— START SUPPLIED RECORDS —

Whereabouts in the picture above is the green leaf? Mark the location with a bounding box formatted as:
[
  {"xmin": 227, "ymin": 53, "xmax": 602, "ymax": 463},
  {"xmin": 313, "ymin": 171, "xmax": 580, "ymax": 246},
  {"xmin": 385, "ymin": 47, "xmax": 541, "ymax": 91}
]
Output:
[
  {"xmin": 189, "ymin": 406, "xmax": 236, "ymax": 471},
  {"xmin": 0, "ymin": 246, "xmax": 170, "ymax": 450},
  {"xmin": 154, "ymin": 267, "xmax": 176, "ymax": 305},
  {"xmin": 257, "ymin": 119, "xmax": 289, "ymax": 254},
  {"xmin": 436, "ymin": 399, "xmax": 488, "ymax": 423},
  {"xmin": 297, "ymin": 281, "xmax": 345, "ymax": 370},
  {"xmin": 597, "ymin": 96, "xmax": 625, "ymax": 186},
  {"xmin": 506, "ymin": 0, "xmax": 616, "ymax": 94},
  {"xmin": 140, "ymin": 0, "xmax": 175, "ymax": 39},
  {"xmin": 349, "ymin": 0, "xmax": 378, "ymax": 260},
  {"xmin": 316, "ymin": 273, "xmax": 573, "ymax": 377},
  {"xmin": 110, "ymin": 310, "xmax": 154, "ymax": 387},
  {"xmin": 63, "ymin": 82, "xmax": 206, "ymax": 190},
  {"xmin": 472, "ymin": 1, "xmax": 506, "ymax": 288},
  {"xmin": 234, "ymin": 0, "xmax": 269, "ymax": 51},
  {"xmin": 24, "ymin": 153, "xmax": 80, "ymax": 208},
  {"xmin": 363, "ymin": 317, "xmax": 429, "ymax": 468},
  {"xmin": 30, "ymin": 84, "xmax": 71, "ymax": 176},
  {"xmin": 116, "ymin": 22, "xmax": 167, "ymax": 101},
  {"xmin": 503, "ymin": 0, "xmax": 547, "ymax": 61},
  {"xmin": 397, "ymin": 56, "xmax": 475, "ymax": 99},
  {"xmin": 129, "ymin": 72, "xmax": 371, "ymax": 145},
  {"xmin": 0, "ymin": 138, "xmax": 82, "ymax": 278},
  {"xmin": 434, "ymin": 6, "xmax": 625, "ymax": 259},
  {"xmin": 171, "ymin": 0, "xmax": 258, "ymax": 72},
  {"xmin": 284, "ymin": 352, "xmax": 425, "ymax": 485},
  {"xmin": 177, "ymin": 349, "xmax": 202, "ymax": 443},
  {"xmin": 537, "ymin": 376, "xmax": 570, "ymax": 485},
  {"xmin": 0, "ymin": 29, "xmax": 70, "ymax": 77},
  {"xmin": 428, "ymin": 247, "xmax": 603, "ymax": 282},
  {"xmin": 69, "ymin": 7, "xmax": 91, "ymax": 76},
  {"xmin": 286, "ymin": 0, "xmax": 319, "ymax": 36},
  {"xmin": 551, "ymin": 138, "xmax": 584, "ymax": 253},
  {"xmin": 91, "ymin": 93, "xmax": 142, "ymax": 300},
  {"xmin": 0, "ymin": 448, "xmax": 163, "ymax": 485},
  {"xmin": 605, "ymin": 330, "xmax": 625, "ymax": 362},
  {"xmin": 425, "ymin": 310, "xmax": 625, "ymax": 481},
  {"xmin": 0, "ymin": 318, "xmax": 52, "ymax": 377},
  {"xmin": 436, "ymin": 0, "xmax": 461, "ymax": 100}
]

— END SUPPLIED RECORDS —

## WRITTEN PROBLEM
Give back all the data exactly as written.

## COMPLETED EXERCISE
Whereabouts in the picture above is the green leaf? Mark the location with a bounding box formatted as:
[
  {"xmin": 227, "ymin": 53, "xmax": 602, "ymax": 463},
  {"xmin": 313, "ymin": 171, "xmax": 580, "ymax": 246},
  {"xmin": 385, "ymin": 47, "xmax": 541, "ymax": 91}
]
Output:
[
  {"xmin": 189, "ymin": 406, "xmax": 236, "ymax": 471},
  {"xmin": 0, "ymin": 246, "xmax": 170, "ymax": 450},
  {"xmin": 154, "ymin": 267, "xmax": 176, "ymax": 305},
  {"xmin": 257, "ymin": 119, "xmax": 289, "ymax": 254},
  {"xmin": 436, "ymin": 399, "xmax": 488, "ymax": 423},
  {"xmin": 297, "ymin": 281, "xmax": 345, "ymax": 370},
  {"xmin": 597, "ymin": 96, "xmax": 625, "ymax": 186},
  {"xmin": 506, "ymin": 0, "xmax": 616, "ymax": 94},
  {"xmin": 140, "ymin": 0, "xmax": 175, "ymax": 39},
  {"xmin": 349, "ymin": 0, "xmax": 378, "ymax": 260},
  {"xmin": 316, "ymin": 273, "xmax": 573, "ymax": 377},
  {"xmin": 110, "ymin": 310, "xmax": 154, "ymax": 387},
  {"xmin": 63, "ymin": 82, "xmax": 206, "ymax": 190},
  {"xmin": 472, "ymin": 1, "xmax": 506, "ymax": 288},
  {"xmin": 234, "ymin": 0, "xmax": 269, "ymax": 51},
  {"xmin": 24, "ymin": 153, "xmax": 80, "ymax": 208},
  {"xmin": 363, "ymin": 317, "xmax": 429, "ymax": 468},
  {"xmin": 30, "ymin": 84, "xmax": 71, "ymax": 176},
  {"xmin": 116, "ymin": 22, "xmax": 167, "ymax": 101},
  {"xmin": 503, "ymin": 0, "xmax": 547, "ymax": 61},
  {"xmin": 397, "ymin": 56, "xmax": 475, "ymax": 99},
  {"xmin": 129, "ymin": 72, "xmax": 371, "ymax": 145},
  {"xmin": 0, "ymin": 138, "xmax": 82, "ymax": 278},
  {"xmin": 434, "ymin": 6, "xmax": 625, "ymax": 259},
  {"xmin": 171, "ymin": 0, "xmax": 258, "ymax": 72},
  {"xmin": 284, "ymin": 352, "xmax": 425, "ymax": 485},
  {"xmin": 177, "ymin": 349, "xmax": 202, "ymax": 443},
  {"xmin": 537, "ymin": 376, "xmax": 570, "ymax": 485},
  {"xmin": 0, "ymin": 29, "xmax": 70, "ymax": 77},
  {"xmin": 428, "ymin": 247, "xmax": 603, "ymax": 282},
  {"xmin": 69, "ymin": 7, "xmax": 91, "ymax": 76},
  {"xmin": 286, "ymin": 0, "xmax": 319, "ymax": 36},
  {"xmin": 551, "ymin": 138, "xmax": 584, "ymax": 253},
  {"xmin": 91, "ymin": 93, "xmax": 142, "ymax": 300},
  {"xmin": 0, "ymin": 448, "xmax": 163, "ymax": 485},
  {"xmin": 605, "ymin": 330, "xmax": 625, "ymax": 362},
  {"xmin": 425, "ymin": 310, "xmax": 625, "ymax": 481},
  {"xmin": 0, "ymin": 318, "xmax": 52, "ymax": 377},
  {"xmin": 436, "ymin": 0, "xmax": 461, "ymax": 100}
]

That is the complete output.